Material for this task:
= Beginning of Section =
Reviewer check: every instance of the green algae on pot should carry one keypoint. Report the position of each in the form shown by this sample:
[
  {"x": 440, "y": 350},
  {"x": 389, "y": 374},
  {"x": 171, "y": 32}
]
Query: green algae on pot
= End of Section =
= Beginning of Section =
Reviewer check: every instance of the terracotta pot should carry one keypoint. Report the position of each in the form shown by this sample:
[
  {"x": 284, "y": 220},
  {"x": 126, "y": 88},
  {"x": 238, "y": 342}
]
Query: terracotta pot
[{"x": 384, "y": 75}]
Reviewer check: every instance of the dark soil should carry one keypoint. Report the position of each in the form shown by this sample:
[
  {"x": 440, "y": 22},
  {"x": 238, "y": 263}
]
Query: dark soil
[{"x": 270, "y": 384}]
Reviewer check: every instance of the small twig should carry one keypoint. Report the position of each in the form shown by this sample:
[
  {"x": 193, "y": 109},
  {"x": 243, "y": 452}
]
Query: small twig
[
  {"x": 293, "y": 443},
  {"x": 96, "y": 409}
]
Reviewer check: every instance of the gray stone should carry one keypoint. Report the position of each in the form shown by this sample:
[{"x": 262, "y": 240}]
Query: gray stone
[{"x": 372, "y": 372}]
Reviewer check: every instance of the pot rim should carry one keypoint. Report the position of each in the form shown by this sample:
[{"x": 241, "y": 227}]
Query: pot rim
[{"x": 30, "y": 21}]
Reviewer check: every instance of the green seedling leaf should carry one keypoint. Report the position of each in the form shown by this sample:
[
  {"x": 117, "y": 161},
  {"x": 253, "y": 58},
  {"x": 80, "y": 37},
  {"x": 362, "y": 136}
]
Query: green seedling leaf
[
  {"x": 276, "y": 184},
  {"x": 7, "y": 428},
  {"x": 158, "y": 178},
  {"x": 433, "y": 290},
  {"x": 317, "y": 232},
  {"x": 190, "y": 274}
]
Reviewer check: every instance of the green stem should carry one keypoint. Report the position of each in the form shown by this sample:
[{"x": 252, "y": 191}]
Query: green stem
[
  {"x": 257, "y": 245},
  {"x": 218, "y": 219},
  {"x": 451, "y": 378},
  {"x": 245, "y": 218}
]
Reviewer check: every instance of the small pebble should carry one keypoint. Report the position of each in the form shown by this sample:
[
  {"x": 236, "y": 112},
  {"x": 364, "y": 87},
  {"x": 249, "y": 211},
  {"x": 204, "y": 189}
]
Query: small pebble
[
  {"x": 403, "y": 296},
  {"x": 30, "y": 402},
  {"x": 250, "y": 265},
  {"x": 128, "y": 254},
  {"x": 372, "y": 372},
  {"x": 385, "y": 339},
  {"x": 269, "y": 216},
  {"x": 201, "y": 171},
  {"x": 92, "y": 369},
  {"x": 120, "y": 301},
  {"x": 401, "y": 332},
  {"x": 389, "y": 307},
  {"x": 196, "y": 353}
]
= End of Section =
Your objective:
Write only the number of lines above that contain "algae".

Finished exercise:
2